[What the task requires]:
Locate each line of the records below that contains the string "queried", and copy those lines out. Case counts when matching.

[Dataset]:
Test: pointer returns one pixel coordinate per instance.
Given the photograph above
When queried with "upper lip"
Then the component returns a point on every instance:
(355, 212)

* * *

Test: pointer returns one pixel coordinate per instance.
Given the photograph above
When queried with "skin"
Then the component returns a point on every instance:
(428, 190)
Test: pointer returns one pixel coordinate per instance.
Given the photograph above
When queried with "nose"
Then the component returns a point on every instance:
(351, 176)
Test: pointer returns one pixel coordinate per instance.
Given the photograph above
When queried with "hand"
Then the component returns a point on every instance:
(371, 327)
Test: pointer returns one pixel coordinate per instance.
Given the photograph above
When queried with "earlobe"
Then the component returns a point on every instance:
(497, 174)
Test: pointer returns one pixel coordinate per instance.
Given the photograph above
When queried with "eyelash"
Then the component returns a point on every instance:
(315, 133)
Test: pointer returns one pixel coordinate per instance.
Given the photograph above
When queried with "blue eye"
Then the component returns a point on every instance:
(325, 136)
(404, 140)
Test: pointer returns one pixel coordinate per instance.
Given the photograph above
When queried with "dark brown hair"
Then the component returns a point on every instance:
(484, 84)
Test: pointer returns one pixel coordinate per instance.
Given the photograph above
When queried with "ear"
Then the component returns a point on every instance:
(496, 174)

[Worked solution]:
When queried with "upper lip"
When queried with "skin"
When queried with "nose"
When queried with "hand"
When queried with "earlobe"
When queried with "eyelash"
When queried with "blue eye"
When queried with "dark brown hair"
When queried with "ear"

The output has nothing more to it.